▶ **AIM OF THE TASK**
Extract every line from the records below that contains the word "stripe", treating uppercase and lowercase letters as different.
==========
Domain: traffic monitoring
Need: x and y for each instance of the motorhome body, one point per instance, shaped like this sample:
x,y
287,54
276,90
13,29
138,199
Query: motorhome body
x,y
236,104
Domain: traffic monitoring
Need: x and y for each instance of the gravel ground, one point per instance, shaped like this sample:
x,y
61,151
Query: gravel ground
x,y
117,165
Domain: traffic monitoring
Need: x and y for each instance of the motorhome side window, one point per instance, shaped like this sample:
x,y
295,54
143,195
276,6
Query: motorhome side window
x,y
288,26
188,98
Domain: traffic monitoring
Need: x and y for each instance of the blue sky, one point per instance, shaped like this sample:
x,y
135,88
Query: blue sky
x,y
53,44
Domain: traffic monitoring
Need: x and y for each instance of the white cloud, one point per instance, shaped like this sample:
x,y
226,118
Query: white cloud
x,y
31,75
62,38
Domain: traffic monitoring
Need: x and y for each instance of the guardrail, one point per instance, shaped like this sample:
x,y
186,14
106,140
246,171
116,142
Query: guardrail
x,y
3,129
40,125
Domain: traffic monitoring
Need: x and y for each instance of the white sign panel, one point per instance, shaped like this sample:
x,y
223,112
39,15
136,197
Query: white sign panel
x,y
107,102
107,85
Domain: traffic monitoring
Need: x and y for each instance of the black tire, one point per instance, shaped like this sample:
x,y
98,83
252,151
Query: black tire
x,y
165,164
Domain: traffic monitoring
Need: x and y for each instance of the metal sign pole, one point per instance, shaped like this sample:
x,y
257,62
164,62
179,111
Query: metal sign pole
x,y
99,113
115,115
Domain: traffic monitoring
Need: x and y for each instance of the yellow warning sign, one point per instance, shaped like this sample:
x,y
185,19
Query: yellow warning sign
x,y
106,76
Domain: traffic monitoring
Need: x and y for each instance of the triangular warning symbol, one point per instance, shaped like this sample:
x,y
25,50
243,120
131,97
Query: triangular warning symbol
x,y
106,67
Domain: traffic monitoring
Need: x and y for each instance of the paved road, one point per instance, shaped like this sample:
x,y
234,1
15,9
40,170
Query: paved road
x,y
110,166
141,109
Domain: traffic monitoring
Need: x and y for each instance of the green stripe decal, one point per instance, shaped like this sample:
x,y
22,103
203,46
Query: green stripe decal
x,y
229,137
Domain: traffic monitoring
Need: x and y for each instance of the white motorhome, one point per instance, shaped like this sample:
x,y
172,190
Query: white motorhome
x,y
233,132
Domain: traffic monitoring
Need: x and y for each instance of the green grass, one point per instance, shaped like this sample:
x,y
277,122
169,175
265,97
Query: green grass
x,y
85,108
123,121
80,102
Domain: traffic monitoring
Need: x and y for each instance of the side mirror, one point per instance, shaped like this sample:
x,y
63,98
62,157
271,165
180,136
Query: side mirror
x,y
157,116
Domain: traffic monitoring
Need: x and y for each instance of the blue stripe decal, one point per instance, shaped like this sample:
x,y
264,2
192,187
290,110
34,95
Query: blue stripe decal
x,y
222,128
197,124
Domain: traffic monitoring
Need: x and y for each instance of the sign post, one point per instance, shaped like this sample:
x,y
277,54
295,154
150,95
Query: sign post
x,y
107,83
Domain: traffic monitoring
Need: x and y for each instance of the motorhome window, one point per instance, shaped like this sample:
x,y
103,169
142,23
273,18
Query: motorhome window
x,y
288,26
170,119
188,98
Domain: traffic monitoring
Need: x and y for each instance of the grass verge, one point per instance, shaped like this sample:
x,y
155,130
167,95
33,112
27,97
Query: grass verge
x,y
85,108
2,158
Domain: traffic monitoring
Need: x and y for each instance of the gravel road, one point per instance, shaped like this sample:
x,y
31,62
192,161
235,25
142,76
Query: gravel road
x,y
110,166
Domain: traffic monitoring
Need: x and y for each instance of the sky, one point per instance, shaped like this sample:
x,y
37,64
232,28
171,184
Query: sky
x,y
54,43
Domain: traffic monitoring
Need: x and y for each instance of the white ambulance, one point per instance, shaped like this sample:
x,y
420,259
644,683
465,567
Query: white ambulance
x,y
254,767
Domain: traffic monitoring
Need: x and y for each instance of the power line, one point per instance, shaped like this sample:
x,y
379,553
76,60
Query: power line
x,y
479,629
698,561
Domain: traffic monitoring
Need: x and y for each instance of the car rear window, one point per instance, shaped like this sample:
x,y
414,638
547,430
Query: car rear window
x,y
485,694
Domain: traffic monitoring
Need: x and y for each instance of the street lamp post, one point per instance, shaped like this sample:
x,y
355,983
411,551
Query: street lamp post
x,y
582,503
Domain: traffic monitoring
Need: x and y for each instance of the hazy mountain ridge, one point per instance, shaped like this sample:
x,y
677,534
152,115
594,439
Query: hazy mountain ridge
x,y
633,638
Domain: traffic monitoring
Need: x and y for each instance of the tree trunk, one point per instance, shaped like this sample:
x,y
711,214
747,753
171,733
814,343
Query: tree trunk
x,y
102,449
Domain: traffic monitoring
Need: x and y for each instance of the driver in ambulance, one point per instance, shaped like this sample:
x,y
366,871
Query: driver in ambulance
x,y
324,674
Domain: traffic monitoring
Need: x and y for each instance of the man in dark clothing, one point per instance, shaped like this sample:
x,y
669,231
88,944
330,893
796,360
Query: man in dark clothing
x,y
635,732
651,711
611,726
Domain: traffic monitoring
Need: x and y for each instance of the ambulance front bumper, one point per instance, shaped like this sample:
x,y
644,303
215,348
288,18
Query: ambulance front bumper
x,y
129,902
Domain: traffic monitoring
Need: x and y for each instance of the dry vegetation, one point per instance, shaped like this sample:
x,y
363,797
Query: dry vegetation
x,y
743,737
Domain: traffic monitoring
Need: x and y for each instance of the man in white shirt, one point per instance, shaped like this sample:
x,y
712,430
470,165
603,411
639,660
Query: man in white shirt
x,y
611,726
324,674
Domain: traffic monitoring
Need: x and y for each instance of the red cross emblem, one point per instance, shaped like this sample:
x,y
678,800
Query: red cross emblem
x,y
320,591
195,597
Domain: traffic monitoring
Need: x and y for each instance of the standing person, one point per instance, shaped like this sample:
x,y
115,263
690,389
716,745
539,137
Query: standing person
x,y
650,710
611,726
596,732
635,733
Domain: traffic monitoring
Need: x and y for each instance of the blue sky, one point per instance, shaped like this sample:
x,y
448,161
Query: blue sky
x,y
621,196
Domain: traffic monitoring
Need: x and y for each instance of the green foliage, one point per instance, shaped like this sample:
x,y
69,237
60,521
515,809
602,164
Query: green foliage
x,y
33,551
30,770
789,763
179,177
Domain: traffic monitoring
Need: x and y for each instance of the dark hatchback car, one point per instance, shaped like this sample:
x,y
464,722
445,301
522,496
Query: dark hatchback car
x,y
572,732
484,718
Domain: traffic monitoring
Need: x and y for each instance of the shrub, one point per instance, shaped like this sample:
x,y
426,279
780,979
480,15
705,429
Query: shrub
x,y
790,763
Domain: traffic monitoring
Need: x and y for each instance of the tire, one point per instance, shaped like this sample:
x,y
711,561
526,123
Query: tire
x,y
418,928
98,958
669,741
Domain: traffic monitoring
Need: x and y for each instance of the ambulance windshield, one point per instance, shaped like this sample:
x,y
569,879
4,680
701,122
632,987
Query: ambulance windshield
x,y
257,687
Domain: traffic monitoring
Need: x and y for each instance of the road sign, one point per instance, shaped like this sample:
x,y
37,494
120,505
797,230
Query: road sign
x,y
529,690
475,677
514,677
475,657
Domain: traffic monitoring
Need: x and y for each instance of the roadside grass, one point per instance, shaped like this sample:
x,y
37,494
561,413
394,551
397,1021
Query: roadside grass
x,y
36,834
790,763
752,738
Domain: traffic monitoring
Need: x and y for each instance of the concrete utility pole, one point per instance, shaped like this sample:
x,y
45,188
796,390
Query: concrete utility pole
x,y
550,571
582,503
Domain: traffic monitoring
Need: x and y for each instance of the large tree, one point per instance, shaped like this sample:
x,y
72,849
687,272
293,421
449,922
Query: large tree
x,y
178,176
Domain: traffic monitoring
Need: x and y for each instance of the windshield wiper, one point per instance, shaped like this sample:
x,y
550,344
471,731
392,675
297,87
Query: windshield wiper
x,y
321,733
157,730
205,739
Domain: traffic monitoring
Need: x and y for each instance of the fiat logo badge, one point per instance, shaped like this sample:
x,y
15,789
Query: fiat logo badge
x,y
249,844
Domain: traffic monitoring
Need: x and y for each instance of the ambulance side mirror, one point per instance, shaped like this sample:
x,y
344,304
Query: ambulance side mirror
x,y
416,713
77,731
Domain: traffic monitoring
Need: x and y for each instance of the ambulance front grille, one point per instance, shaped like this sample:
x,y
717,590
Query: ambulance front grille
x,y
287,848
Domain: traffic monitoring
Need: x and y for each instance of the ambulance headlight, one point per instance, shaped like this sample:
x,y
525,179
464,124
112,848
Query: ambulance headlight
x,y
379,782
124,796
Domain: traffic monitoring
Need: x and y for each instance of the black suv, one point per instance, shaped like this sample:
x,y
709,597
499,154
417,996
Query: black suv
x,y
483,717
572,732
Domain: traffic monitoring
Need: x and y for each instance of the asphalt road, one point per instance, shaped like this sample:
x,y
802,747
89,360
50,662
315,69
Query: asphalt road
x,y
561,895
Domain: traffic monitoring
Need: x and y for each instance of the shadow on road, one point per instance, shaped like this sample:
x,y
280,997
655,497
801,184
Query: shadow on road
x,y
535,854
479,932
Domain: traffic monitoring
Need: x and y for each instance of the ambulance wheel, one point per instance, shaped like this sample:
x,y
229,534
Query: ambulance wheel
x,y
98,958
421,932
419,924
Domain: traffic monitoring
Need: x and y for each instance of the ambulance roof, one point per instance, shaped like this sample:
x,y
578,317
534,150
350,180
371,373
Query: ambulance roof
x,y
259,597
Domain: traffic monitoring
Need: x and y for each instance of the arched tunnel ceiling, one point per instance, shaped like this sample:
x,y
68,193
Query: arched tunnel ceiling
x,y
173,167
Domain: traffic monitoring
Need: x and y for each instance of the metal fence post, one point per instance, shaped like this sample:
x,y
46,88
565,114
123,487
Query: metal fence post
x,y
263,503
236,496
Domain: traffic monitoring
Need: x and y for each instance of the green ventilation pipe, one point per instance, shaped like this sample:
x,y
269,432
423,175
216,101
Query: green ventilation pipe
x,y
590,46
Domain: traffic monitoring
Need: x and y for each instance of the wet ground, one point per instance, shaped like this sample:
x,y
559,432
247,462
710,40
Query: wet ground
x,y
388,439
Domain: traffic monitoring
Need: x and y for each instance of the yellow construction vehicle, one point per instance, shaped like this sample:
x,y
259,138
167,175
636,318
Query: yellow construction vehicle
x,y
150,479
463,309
==========
▶ **THE COMPLETED TASK**
Need: x and y for each instance of the green stripe decal, one point per instance, shaped like this sample:
Query: green stripe decal
Need: x and y for each instance of the blue stripe decal, one point per instance, shaped like this sample:
Query: blue stripe decal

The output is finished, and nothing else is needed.